[PROMPT A]:
According to the passage below on Japan's economic growth, why did growth slow markedly in the 1990s? Answer in one to three sentences.
##### SELECTED PASSAGE #####
From the 1960s to the 1980s, overall real economic growth has been called a "Japanese miracle": a 10% average in the 1960s, a 5% average in the 1970s and a 4% average in the 1980s. Growth slowed markedly in the 1990s, largely because of the after-effects of over-investment during the late 1980s and domestic policies intended to wring speculative excesses from the stock and real estate markets. Government efforts to revive economic growth met with little success and were further hampered in 2000 to 2001 by the deceleration of the global economy. However, the economy showed strong signs of recovery after 2005. GDP growth for that year was 2.8%, with an annualized fourth quarter expansion of 5.5%, surpassing the growth rates of the US and European Union during the same period.
##### SUPPLIED ENTRIES #####
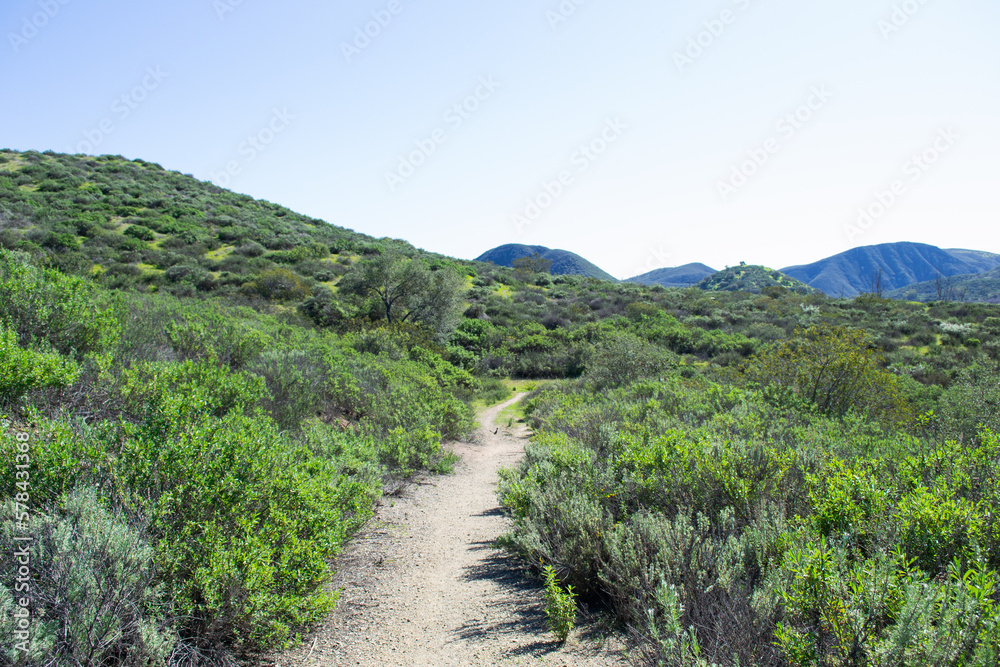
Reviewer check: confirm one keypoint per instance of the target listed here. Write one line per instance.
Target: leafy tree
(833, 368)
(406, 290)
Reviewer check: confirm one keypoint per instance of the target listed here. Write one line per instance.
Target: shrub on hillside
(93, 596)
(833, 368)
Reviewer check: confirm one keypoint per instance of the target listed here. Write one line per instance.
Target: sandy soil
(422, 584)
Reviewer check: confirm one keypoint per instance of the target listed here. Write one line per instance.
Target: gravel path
#####
[PROMPT B]:
Convert the records above into a Markdown table with the columns Row and Line, leaving out blank lines and any pictures.

[PROBLEM SOLUTION A]:
Growth slowed in the 1990s mainly because of the after-effects of over-investment during the late 1980s. Domestic policies meant to wring speculative excesses from the stock and real estate markets also contributed.

[PROBLEM SOLUTION B]:
| Row | Line |
|---|---|
| 1 | Reviewer check: confirm one keypoint per instance of the target listed here. Write one line per instance. |
| 2 | Target: leafy tree |
| 3 | (833, 368) |
| 4 | (406, 290) |
| 5 | Reviewer check: confirm one keypoint per instance of the target listed here. Write one line per instance. |
| 6 | Target: shrub on hillside |
| 7 | (93, 596) |
| 8 | (833, 368) |
| 9 | Reviewer check: confirm one keypoint per instance of the target listed here. Write one line per instance. |
| 10 | Target: sandy soil |
| 11 | (422, 584) |
| 12 | Reviewer check: confirm one keypoint per instance of the target listed here. Write one line per instance. |
| 13 | Target: gravel path |